* _ENUNCIADO_: Edite as entradas abaixo, trocando "loader" por "importer" em todas elas, e apresente-as de novo com todo o resto inalterado.
- - - - - - -
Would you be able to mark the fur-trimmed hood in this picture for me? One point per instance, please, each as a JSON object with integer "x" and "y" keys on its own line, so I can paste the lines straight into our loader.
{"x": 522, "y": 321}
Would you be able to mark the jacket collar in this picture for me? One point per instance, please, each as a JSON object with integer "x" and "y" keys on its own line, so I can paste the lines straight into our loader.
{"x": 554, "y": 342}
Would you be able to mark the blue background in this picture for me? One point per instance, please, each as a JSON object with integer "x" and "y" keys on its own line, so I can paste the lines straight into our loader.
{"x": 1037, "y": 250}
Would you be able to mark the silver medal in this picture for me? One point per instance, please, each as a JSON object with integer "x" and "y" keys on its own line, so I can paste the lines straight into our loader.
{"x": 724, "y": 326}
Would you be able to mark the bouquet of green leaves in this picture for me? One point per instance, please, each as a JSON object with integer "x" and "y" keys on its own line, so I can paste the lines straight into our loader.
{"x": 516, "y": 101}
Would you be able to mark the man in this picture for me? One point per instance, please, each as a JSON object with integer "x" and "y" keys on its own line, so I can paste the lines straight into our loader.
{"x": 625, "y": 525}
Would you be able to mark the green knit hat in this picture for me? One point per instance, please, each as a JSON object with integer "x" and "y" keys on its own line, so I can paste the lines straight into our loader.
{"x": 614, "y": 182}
- - - - - - -
* _RESPOSTA_:
Would you be able to mark the fur-trimmed hood in this picture for me? One point per instance, please, each as a JSON object with integer "x" and "y" keys on its own line, so I can paste the lines straight into our importer.
{"x": 522, "y": 321}
Would you be able to mark the jacket collar in this picture for me? One point per instance, please, each as a JSON object with integer "x" and "y" keys on its own line, so I can paste the lines straight into our importer.
{"x": 554, "y": 342}
Would you be able to mark the blue background in this picture for me? One point per instance, please, each as a JSON object with integer "x" and "y" keys on its own line, so I can paste the lines straight into our importer.
{"x": 1037, "y": 250}
Would you be able to mark the silver medal in this picture for me? One point per instance, please, each as a JSON object with integer "x" and "y" keys on its own line, so I can paste the lines straight into our importer.
{"x": 724, "y": 326}
Would you be able to mark the bouquet of green leaves in this picture for me? One point per instance, please, each as a JSON object with integer "x" and "y" keys on its own line, so I can paste the lines straight into our importer.
{"x": 516, "y": 101}
Would you be able to mark the man in this picture for me? One point per instance, please, each as a JSON object with integer "x" and "y" keys on its own line, so I can paste the lines straight into our importer.
{"x": 625, "y": 525}
Would you be able to mark the green knit hat in this picture for me? One point per instance, please, each as a JSON object with integer "x" and "y" keys on its own line, so I can paste the lines straight into our importer.
{"x": 614, "y": 182}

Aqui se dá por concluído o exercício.